▸ Action item: The lines from the top of the data down to the line with "TARGET: the concrete wall" should be repeated exactly, both ends included.

(Data entries)
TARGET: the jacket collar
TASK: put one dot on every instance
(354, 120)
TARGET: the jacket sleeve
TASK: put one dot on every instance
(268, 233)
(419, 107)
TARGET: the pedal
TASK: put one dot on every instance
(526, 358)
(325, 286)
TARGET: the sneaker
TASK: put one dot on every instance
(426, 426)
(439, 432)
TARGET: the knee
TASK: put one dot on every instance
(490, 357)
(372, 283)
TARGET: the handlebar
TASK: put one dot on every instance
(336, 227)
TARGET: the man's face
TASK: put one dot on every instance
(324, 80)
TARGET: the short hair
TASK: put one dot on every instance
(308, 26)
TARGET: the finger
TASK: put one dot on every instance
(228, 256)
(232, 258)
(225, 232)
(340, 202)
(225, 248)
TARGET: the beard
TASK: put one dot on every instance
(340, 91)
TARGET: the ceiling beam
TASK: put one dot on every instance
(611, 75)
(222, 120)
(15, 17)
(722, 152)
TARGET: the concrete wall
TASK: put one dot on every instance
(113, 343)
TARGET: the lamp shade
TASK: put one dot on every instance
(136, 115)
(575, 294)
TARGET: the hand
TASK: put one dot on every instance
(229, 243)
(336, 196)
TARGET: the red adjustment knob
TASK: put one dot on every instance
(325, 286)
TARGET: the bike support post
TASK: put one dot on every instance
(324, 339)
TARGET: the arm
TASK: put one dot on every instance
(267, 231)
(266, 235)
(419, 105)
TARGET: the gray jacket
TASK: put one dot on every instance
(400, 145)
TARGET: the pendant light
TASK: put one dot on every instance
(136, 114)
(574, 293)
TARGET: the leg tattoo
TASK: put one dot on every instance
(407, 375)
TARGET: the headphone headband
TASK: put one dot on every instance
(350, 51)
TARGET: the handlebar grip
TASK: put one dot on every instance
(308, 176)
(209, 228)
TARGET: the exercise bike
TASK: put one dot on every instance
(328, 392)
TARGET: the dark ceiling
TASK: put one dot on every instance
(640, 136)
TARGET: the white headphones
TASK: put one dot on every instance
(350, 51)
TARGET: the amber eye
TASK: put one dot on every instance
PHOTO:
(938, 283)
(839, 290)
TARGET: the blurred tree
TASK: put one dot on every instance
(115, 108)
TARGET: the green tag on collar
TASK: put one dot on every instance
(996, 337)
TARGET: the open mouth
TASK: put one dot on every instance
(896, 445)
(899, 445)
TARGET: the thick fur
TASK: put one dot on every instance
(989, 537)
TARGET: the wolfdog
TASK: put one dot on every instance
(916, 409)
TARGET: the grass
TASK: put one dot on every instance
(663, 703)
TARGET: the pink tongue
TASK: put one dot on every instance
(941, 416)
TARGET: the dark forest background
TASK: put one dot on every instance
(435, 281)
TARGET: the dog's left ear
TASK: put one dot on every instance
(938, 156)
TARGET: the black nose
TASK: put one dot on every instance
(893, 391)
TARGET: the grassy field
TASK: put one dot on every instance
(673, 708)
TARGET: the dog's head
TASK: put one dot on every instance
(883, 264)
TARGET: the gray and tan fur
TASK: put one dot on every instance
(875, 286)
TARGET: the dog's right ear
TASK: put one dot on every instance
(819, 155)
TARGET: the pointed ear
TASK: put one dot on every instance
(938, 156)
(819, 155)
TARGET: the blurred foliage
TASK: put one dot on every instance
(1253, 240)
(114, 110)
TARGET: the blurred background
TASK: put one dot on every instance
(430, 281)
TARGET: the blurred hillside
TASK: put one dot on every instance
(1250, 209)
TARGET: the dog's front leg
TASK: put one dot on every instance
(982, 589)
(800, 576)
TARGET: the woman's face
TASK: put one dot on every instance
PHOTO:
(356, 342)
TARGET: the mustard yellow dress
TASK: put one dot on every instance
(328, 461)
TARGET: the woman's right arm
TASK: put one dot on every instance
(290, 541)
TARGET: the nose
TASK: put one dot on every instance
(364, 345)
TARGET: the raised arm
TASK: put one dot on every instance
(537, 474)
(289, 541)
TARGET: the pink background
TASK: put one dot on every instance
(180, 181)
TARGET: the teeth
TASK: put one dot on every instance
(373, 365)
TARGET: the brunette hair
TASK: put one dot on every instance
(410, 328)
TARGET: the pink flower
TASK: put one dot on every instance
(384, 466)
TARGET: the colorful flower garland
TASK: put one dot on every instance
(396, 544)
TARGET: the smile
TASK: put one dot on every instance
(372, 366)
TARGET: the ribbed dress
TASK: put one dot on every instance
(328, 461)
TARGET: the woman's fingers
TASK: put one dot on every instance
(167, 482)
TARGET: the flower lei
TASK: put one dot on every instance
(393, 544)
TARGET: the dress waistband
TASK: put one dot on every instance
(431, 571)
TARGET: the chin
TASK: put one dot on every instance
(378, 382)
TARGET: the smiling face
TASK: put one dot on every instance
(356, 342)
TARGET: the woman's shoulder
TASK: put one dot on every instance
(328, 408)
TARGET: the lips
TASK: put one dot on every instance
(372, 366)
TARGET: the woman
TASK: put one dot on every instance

▸ Response below:
TARGET: the jacket collar
TASK: put one dot on every instance
(354, 120)
TARGET: the jacket sleeve
TASK: put one dot on every instance
(268, 233)
(419, 107)
TARGET: the pedal
TASK: put one dot on every instance
(526, 358)
(325, 286)
TARGET: the sneaker
TASK: put one dot on every instance
(426, 426)
(439, 432)
TARGET: the knee
TASK: put one dot on every instance
(490, 357)
(372, 283)
TARGET: the handlebar
TASK: put one dot on every instance
(336, 227)
TARGET: the man's face
TASK: put one dot on every instance
(324, 80)
TARGET: the short hair
TASK: put one dot on every instance
(308, 26)
TARGET: the finger
TASK: put one dot on every instance
(228, 256)
(232, 258)
(225, 232)
(340, 202)
(225, 248)
TARGET: the beard
TASK: put one dot on every instance
(340, 91)
TARGET: the ceiling beam
TASK: put one dot on every instance
(611, 75)
(222, 120)
(15, 17)
(722, 152)
TARGET: the concrete wall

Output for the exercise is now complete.